WHAT THE EXERCISE ASKS - Return each line of the items below that contains the word "black", matching case exactly.

Excerpts of labeled region data
##########

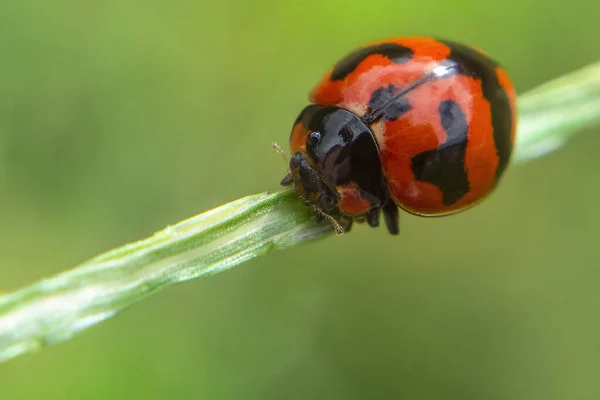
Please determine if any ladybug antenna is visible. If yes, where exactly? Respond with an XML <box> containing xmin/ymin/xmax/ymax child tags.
<box><xmin>271</xmin><ymin>143</ymin><xmax>290</xmax><ymax>168</ymax></box>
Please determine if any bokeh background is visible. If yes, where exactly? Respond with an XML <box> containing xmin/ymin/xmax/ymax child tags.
<box><xmin>0</xmin><ymin>0</ymin><xmax>600</xmax><ymax>400</ymax></box>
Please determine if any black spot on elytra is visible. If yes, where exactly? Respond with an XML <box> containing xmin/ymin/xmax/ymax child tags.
<box><xmin>331</xmin><ymin>43</ymin><xmax>413</xmax><ymax>81</ymax></box>
<box><xmin>441</xmin><ymin>41</ymin><xmax>515</xmax><ymax>181</ymax></box>
<box><xmin>366</xmin><ymin>85</ymin><xmax>411</xmax><ymax>122</ymax></box>
<box><xmin>412</xmin><ymin>100</ymin><xmax>469</xmax><ymax>206</ymax></box>
<box><xmin>339</xmin><ymin>127</ymin><xmax>354</xmax><ymax>144</ymax></box>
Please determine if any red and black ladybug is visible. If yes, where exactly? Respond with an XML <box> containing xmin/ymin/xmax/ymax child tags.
<box><xmin>281</xmin><ymin>37</ymin><xmax>516</xmax><ymax>234</ymax></box>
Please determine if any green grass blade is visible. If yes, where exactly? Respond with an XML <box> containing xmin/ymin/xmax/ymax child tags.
<box><xmin>0</xmin><ymin>63</ymin><xmax>600</xmax><ymax>362</ymax></box>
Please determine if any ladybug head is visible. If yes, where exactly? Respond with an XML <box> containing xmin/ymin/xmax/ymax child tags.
<box><xmin>281</xmin><ymin>104</ymin><xmax>389</xmax><ymax>228</ymax></box>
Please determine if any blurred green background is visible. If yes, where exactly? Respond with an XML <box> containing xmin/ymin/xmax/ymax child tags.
<box><xmin>0</xmin><ymin>0</ymin><xmax>600</xmax><ymax>400</ymax></box>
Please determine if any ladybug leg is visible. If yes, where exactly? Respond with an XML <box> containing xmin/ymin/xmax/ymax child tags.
<box><xmin>367</xmin><ymin>208</ymin><xmax>380</xmax><ymax>228</ymax></box>
<box><xmin>382</xmin><ymin>200</ymin><xmax>400</xmax><ymax>235</ymax></box>
<box><xmin>315</xmin><ymin>211</ymin><xmax>325</xmax><ymax>224</ymax></box>
<box><xmin>339</xmin><ymin>216</ymin><xmax>353</xmax><ymax>232</ymax></box>
<box><xmin>280</xmin><ymin>174</ymin><xmax>294</xmax><ymax>186</ymax></box>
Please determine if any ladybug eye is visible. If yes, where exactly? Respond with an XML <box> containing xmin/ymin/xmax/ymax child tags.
<box><xmin>306</xmin><ymin>132</ymin><xmax>321</xmax><ymax>146</ymax></box>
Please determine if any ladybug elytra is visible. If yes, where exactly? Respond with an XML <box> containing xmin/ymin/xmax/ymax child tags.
<box><xmin>281</xmin><ymin>37</ymin><xmax>516</xmax><ymax>234</ymax></box>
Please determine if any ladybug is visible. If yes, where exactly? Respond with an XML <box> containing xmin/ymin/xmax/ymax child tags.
<box><xmin>281</xmin><ymin>37</ymin><xmax>516</xmax><ymax>235</ymax></box>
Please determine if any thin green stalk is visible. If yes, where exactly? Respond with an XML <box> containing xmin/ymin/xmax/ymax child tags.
<box><xmin>0</xmin><ymin>63</ymin><xmax>600</xmax><ymax>362</ymax></box>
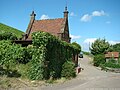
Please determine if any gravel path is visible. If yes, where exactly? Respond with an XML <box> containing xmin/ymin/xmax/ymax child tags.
<box><xmin>12</xmin><ymin>56</ymin><xmax>120</xmax><ymax>90</ymax></box>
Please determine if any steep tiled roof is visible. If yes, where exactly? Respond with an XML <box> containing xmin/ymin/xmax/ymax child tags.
<box><xmin>28</xmin><ymin>18</ymin><xmax>65</xmax><ymax>39</ymax></box>
<box><xmin>105</xmin><ymin>52</ymin><xmax>119</xmax><ymax>58</ymax></box>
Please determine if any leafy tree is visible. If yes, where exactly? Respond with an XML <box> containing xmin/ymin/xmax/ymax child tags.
<box><xmin>90</xmin><ymin>39</ymin><xmax>110</xmax><ymax>55</ymax></box>
<box><xmin>108</xmin><ymin>43</ymin><xmax>120</xmax><ymax>52</ymax></box>
<box><xmin>93</xmin><ymin>54</ymin><xmax>105</xmax><ymax>67</ymax></box>
<box><xmin>0</xmin><ymin>32</ymin><xmax>17</xmax><ymax>40</ymax></box>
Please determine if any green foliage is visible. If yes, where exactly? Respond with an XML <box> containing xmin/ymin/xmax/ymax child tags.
<box><xmin>28</xmin><ymin>46</ymin><xmax>45</xmax><ymax>80</ymax></box>
<box><xmin>0</xmin><ymin>32</ymin><xmax>17</xmax><ymax>40</ymax></box>
<box><xmin>0</xmin><ymin>40</ymin><xmax>32</xmax><ymax>77</ymax></box>
<box><xmin>0</xmin><ymin>23</ymin><xmax>23</xmax><ymax>38</ymax></box>
<box><xmin>93</xmin><ymin>54</ymin><xmax>105</xmax><ymax>67</ymax></box>
<box><xmin>90</xmin><ymin>39</ymin><xmax>110</xmax><ymax>55</ymax></box>
<box><xmin>61</xmin><ymin>61</ymin><xmax>76</xmax><ymax>79</ymax></box>
<box><xmin>108</xmin><ymin>43</ymin><xmax>120</xmax><ymax>52</ymax></box>
<box><xmin>32</xmin><ymin>32</ymin><xmax>79</xmax><ymax>79</ymax></box>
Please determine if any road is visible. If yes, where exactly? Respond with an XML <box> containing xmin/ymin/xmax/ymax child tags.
<box><xmin>39</xmin><ymin>56</ymin><xmax>120</xmax><ymax>90</ymax></box>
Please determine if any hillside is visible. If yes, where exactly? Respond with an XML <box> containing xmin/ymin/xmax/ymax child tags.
<box><xmin>0</xmin><ymin>23</ymin><xmax>24</xmax><ymax>38</ymax></box>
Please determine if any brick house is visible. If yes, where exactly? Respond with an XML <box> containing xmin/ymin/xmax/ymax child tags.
<box><xmin>22</xmin><ymin>7</ymin><xmax>70</xmax><ymax>43</ymax></box>
<box><xmin>105</xmin><ymin>52</ymin><xmax>119</xmax><ymax>62</ymax></box>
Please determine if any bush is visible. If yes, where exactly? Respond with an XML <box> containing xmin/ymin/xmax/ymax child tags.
<box><xmin>27</xmin><ymin>46</ymin><xmax>45</xmax><ymax>80</ymax></box>
<box><xmin>61</xmin><ymin>61</ymin><xmax>76</xmax><ymax>79</ymax></box>
<box><xmin>30</xmin><ymin>32</ymin><xmax>80</xmax><ymax>79</ymax></box>
<box><xmin>0</xmin><ymin>32</ymin><xmax>17</xmax><ymax>40</ymax></box>
<box><xmin>93</xmin><ymin>54</ymin><xmax>105</xmax><ymax>67</ymax></box>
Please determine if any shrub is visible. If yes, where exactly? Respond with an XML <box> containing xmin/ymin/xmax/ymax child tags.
<box><xmin>32</xmin><ymin>32</ymin><xmax>80</xmax><ymax>79</ymax></box>
<box><xmin>93</xmin><ymin>54</ymin><xmax>105</xmax><ymax>67</ymax></box>
<box><xmin>0</xmin><ymin>32</ymin><xmax>17</xmax><ymax>40</ymax></box>
<box><xmin>61</xmin><ymin>61</ymin><xmax>76</xmax><ymax>79</ymax></box>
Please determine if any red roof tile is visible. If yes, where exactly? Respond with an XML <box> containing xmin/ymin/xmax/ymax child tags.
<box><xmin>105</xmin><ymin>52</ymin><xmax>119</xmax><ymax>58</ymax></box>
<box><xmin>28</xmin><ymin>18</ymin><xmax>65</xmax><ymax>39</ymax></box>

##########

THE RESULT -
Please determine if any black spot on elytra is visible. If yes, where exactly? Respond with an XML <box> containing xmin/ymin/xmax/ymax child tags.
Please determine if any red and black ladybug is visible. If yes, where exactly? Respond with an XML <box> containing xmin/ymin/xmax/ymax child tags.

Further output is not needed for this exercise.